| DOCUMENT SEGMENT |
This week the MY REAL GARDEN book launched and yes I am in there. I haven’t received my copy but am so excited to see it. The book is a representation of everyone in some way. The proceeds from the book are going to Greenfingers, a charity close to Ann-Marie’s heart — an amazing UK charity dedicated to supporting children who spend time in hospices around the UK, along with their families, by creating inspiring gardens for them to relax in and benefit from. Don’t you absolutely love that!!! More here.
This experience was unique and special in so many ways. Often I got on the maps app to see where people sharing their gardens were located in conjunction to where my family lives and I felt the world shrink.
You can join too on Instagram. I think the book will be for sale on the website … visit here.
BIG CHEERS AND THANK YOUS to Ann-Marie for her ingenuity, creativity, and being the architect for this community where we encouraged each other to bloom right where we were planted – during a most difficult year.

| STORED DATA |
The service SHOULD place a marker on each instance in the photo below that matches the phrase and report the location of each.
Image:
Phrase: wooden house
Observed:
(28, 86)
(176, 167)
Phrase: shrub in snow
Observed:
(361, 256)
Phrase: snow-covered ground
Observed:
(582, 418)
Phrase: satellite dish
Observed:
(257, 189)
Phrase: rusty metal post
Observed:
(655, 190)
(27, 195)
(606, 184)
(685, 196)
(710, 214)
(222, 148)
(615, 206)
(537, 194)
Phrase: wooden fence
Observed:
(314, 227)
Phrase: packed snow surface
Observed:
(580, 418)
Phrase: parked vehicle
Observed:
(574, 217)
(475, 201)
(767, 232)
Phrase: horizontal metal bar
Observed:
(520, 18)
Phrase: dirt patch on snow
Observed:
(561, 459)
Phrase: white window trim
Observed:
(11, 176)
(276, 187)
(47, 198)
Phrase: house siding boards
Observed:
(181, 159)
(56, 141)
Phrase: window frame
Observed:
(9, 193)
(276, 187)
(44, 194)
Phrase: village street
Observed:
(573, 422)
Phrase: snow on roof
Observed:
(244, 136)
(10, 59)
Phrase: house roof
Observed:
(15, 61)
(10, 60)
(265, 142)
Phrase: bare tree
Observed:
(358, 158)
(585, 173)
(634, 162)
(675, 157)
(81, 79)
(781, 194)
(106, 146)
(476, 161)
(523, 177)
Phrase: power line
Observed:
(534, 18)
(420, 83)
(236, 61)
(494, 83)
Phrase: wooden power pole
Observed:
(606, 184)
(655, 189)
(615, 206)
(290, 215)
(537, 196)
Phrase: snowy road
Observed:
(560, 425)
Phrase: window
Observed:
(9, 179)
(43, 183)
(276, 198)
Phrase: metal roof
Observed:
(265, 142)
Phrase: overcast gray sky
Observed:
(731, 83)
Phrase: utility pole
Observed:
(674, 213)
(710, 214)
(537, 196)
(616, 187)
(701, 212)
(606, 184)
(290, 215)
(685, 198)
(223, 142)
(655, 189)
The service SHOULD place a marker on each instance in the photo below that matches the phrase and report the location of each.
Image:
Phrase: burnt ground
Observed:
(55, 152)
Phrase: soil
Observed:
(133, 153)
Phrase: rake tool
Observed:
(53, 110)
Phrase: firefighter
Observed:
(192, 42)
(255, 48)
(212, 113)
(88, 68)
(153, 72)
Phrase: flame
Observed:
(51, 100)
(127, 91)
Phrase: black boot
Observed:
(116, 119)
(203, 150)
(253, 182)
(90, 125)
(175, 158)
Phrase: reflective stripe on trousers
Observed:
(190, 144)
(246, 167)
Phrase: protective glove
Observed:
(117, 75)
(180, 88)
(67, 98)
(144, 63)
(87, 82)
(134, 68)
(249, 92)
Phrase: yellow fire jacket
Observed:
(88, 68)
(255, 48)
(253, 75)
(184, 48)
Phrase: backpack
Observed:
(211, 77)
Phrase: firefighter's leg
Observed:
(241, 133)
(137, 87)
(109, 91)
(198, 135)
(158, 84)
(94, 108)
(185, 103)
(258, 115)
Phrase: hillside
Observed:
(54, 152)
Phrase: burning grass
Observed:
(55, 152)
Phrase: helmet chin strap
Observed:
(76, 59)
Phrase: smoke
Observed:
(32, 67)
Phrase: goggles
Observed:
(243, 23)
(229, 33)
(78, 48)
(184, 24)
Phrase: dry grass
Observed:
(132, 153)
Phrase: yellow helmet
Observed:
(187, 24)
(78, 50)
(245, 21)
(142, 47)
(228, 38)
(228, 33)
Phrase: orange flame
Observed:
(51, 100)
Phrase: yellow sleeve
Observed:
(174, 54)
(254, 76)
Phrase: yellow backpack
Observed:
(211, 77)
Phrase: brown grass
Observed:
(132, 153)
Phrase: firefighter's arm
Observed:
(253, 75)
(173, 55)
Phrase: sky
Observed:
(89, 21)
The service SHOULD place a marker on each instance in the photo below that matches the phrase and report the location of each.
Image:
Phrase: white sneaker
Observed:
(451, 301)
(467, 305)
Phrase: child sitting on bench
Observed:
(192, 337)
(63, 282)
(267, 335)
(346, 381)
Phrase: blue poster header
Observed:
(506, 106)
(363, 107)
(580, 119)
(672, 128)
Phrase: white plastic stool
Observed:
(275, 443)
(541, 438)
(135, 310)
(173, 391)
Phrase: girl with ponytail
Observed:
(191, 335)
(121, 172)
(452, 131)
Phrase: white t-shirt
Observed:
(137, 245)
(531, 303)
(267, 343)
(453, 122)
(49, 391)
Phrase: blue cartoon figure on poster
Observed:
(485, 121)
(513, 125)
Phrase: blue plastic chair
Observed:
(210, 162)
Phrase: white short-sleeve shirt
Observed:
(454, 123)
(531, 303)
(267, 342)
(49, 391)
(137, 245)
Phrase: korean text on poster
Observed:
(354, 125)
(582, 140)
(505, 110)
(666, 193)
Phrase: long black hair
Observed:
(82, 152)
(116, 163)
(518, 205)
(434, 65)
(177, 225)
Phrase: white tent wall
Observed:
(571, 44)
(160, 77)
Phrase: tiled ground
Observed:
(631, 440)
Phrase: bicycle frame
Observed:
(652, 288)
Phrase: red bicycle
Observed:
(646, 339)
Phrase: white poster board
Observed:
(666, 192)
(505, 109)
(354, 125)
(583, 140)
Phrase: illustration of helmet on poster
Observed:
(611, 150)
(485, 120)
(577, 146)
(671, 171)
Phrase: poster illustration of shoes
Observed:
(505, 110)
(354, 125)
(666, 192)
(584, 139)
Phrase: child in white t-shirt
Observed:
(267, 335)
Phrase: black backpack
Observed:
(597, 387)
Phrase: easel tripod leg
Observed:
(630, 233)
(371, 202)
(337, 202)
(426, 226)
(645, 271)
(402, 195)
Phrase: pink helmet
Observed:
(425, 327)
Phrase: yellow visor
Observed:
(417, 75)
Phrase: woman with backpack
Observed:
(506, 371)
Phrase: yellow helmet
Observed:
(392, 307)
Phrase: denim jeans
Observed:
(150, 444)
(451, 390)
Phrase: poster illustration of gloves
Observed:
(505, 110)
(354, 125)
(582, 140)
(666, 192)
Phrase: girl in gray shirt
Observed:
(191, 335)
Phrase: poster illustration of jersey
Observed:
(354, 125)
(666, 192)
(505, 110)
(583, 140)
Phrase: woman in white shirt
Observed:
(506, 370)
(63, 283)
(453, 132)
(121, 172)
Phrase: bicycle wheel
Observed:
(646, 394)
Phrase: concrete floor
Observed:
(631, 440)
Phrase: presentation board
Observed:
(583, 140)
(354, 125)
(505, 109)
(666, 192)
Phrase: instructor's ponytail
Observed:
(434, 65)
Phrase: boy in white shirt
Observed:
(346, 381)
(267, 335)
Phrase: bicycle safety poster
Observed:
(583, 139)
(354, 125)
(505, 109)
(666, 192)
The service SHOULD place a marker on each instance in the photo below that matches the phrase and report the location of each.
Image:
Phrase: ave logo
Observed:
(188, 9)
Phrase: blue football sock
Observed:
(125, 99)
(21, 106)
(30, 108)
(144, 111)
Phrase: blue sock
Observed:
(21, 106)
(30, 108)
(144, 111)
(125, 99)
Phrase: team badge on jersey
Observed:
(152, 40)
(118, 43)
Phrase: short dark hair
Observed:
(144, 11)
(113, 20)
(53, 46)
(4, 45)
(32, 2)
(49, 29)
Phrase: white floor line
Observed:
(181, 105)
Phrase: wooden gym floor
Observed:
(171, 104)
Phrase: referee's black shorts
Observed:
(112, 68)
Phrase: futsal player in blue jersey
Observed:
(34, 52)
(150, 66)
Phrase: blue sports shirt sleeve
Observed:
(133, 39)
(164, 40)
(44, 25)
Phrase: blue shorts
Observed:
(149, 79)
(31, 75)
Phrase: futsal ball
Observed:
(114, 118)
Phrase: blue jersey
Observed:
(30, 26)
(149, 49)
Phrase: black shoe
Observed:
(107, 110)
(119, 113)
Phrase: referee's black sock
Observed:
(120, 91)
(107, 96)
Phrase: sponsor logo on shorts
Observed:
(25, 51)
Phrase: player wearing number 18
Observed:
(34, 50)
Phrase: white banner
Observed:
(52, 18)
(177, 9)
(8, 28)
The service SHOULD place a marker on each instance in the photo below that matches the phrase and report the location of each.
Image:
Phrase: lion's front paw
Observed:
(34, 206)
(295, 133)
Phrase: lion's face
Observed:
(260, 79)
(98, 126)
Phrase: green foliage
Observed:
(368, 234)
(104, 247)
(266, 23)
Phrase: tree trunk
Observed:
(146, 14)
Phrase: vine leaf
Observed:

| TASK PROMPT |
In the post about the MY REAL GARDEN book, which charity receives the proceeds from the book?

| RESULT OF THIS TASK |
Greenfingers, a UK charity that creates gardens for children in hospices and their families.